— Sasaran Tugas —
**1.** Salin persis bagian cerita ngopi berikut, dimulai dengan "Usai men-jagang motor" dan terus sampai "rombong sempit tersebut.".
**2.** Menurut cerita ngopi ini, berapa jarak rombong kaki lima tempat biasa ngopi itu dari rumah?

— Kutipan —
════
Narasi Plesiran #chapter: Secuil Rahasia Kecil Rencana Tuhan

Rencana Tuhan

Juni, 8.2012
Sekitar pukul 20.00 tiba-tiba aku ingin banget ngopi di tempat biasanya. Padahal, malam itu udara lumayan menggigit kulit. Mulanya aku masih berpikir, ngopi apa ndak yo? Tapi kemudian aku sudah keluar rumah, menembus hawa dingin di lingkungan perumahan yang juga mulai lengang sambil sesekali menggigil memegang stang motor.

Dalam beberapa menit, aku sudah tiba di warung, tepatnya rombong kaki lima berukuran 0,5x1,5 meter, tempat biasa aku ngopi. Letaknya kira-kira 100 meter dari gerbang depan luar perumahan, 500 meter dari rumah. Rombong itu berdiri di atas papan kayu penutup selokan tak terpakai, bersandar pada dinding pagar area tanah kosong yang bersebelahan dengan beberapa toko.

Usai men-jagang motor di tepi jalan depan rombong kaki lima itu, aku celingukan sambil bersedekap kedinginan mencari si empu rombong. “Kopi, bu...” panggilku. Sejenak kemudian terlihat seorang lelaki berusia 60 tahunan yang masih tampak segar melongokkan kepala dari dalam rombong sempit tersebut. 

“Mau beli apa dik?” tanya laki-laki itu.
“Oh, bapak tho. Saya kira ibu. Pesan kopi, pak!” balasku.
“Kopi apa, dik?” bapak itu menanyaiku lagi.
“Kopi luwak yang item saja, pak!” jawabku lalu mengambil duduk di bangku sandaran yang terbuat dari bambu. Kursi panjang bambu ini favoritku.
“Kopi luwaknya diseduh di sini atau dibungkus, dik?"
“Minum di sini saja, Pak.”
Lalu bapak itu pun sibuk menyeduh wedang kopi pesananku.
════
— Materi Tersedia —

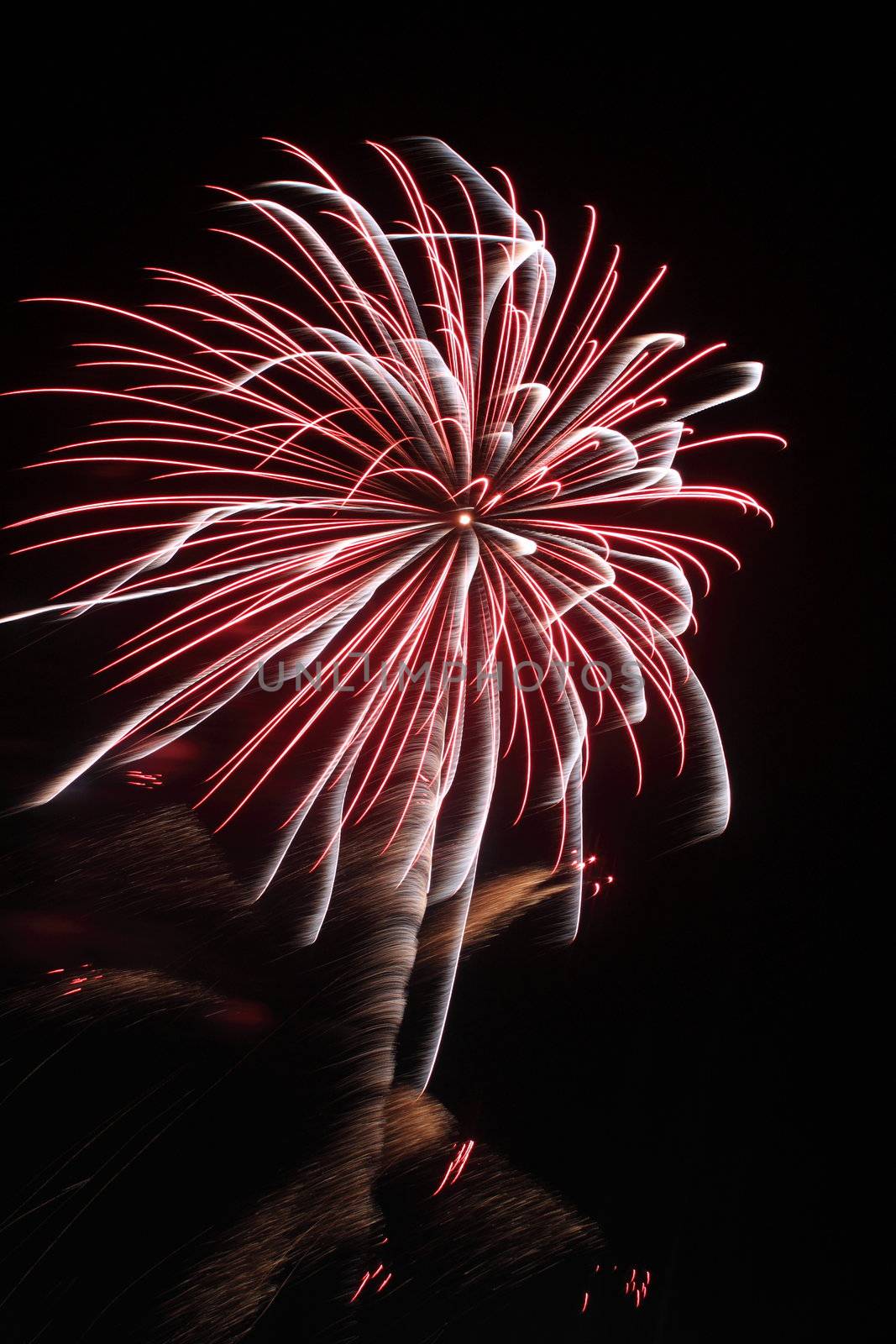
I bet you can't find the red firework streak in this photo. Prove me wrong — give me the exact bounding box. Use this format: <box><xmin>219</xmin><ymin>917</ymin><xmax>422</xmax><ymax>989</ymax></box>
<box><xmin>7</xmin><ymin>139</ymin><xmax>783</xmax><ymax>1080</ymax></box>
════
— Kunci Jawaban —
**1.**
Usai men-jagang motor di tepi jalan depan rombong kaki lima itu, aku celingukan sambil bersedekap kedinginan mencari si empu rombong. “Kopi, bu...” panggilku. Sejenak kemudian terlihat seorang lelaki berusia 60 tahunan yang masih tampak segar melongokkan kepala dari dalam rombong sempit tersebut.

**2.** 500 meter.